- _WHAT YOU HAVE TO DO_: Every entry must reappear in your answer exactly as written, though its pictures must not.

*** INFORMATION GIVEN Section Begins ***

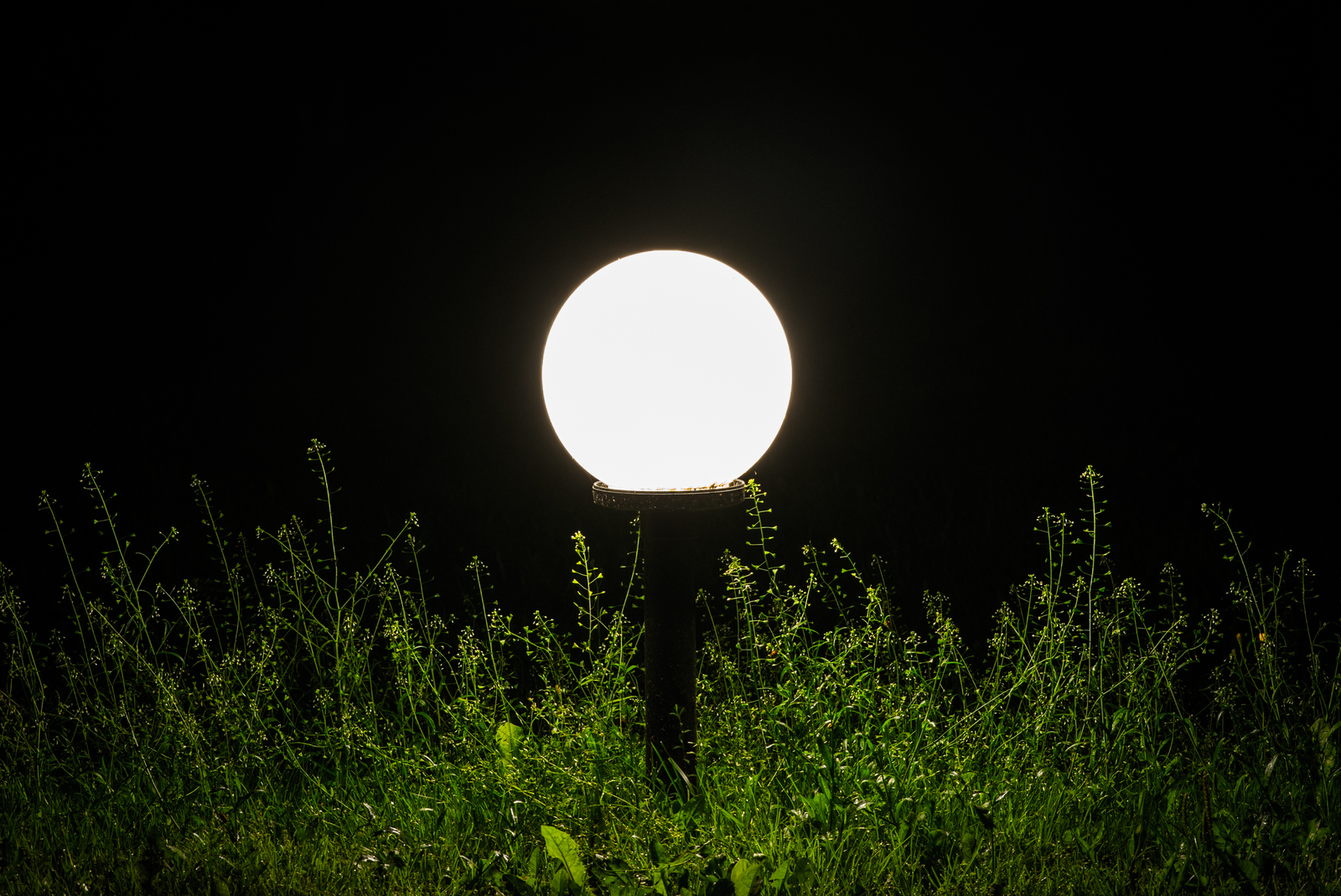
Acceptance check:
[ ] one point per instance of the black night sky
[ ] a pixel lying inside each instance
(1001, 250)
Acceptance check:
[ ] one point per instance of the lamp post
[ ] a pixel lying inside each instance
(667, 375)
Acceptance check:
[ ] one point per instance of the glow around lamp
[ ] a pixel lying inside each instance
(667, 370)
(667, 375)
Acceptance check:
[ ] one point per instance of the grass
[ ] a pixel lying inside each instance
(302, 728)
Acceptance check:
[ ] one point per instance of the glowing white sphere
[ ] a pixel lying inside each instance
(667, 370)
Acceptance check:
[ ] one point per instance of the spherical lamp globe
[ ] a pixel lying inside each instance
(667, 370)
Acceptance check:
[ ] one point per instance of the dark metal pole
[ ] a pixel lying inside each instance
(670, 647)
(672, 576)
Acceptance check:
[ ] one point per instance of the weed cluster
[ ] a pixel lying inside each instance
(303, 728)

*** INFORMATION GIVEN Section Ends ***

- _RESULT OF THIS TASK_:
Acceptance check:
[ ] one point per instance of the black night sky
[ ] a pixel lying inside each instance
(1001, 250)
Acceptance check:
[ ] one point per instance of the lamp post
[ ] a pixel lying inside each instance
(667, 375)
Acceptance check:
[ ] one point per instance of the glow around lamp
[ ] a pixel lying inside each instance
(667, 370)
(667, 375)
Acceptance check:
[ ] one point per instance of the grass
[ ] a pixel lying inside each instance
(302, 728)
Acceptance check:
[ ] one point per instance of the glowing white sphere
[ ] a pixel lying inside each instance
(667, 370)
Acceptance check:
[ ] one point per instance of the spherical lamp globe
[ ] a pixel lying inside each instance
(667, 370)
Acceptance check:
[ ] one point per instance of the dark metal pole
[ ] a pixel lying inside each instance
(670, 647)
(672, 576)
Acceptance check:
[ ] one point per instance of the weed cluster
[ ] a pixel lying inside each instance
(303, 728)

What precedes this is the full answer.